EXERCISE PROMPT -> Please print the whole of the listing that follows exactly.

DATA EXTRACTS ->
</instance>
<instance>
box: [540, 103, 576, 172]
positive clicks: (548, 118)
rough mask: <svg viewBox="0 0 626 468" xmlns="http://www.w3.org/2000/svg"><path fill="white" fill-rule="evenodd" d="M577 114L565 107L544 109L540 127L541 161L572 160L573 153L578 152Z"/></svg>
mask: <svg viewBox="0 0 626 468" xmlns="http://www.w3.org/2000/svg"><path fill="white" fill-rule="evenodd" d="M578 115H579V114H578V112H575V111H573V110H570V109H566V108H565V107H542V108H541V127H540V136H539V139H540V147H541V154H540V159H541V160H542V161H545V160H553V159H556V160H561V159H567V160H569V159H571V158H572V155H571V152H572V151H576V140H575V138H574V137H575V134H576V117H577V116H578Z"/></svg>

RESULT OF THE EXERCISE ->
</instance>
<instance>
box: [540, 103, 576, 172]
positive clicks: (548, 118)
rough mask: <svg viewBox="0 0 626 468" xmlns="http://www.w3.org/2000/svg"><path fill="white" fill-rule="evenodd" d="M577 114L565 107L544 109L540 127L541 161L572 160L573 153L578 152Z"/></svg>
mask: <svg viewBox="0 0 626 468" xmlns="http://www.w3.org/2000/svg"><path fill="white" fill-rule="evenodd" d="M578 115H579V114H578V112H575V111H573V110H570V109H566V108H565V107H542V108H541V127H540V136H539V139H540V147H541V154H540V159H541V160H542V161H545V160H553V159H556V160H561V159H567V160H569V159H571V158H572V155H571V152H572V151H576V140H575V138H574V137H575V134H576V117H577V116H578Z"/></svg>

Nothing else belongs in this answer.